**The task**
Could you reproduce every one of the records below line for line, with no changes?

[Start]

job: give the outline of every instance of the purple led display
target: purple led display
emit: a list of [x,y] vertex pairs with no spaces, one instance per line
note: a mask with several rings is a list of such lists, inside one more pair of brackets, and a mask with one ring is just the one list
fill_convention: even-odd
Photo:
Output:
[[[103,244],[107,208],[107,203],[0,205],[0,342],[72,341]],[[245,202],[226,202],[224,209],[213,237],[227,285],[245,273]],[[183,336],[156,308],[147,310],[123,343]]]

[End]

**Finished answer**
job: give the outline of every instance of the purple led display
target: purple led display
emit: a list of [x,y] vertex pairs with no spaces, one instance per line
note: a mask with several rings is a list of such lists, inside one more pair of brackets, and a mask with one ring is just the one list
fill_convention: even-odd
Photo:
Output:
[[[103,244],[107,208],[107,203],[0,205],[0,342],[72,341]],[[245,202],[226,202],[224,209],[213,237],[227,285],[245,273]],[[183,336],[156,308],[147,310],[123,343]]]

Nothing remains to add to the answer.